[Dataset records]
-*-
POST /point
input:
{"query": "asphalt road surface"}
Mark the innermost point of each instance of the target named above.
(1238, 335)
-*-
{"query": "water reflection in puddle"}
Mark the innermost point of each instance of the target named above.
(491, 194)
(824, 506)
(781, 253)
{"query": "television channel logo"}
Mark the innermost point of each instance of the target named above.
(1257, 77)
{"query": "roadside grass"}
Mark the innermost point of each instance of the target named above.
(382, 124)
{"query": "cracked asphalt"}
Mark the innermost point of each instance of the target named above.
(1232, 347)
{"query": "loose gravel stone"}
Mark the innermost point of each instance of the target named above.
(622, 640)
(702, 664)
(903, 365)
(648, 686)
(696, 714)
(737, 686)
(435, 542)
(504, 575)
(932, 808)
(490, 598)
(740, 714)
-*-
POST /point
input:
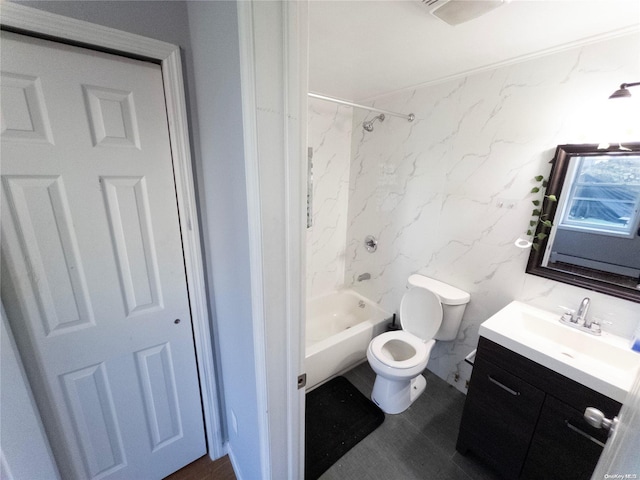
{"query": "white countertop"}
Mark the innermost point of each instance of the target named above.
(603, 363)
-*-
PROBLEM DETAILS:
Where does "asphalt" occur in the data? Copy each line that has it.

RESPONSE TO THIS EXERCISE:
{"query": "asphalt road surface"}
{"query": "cracked asphalt"}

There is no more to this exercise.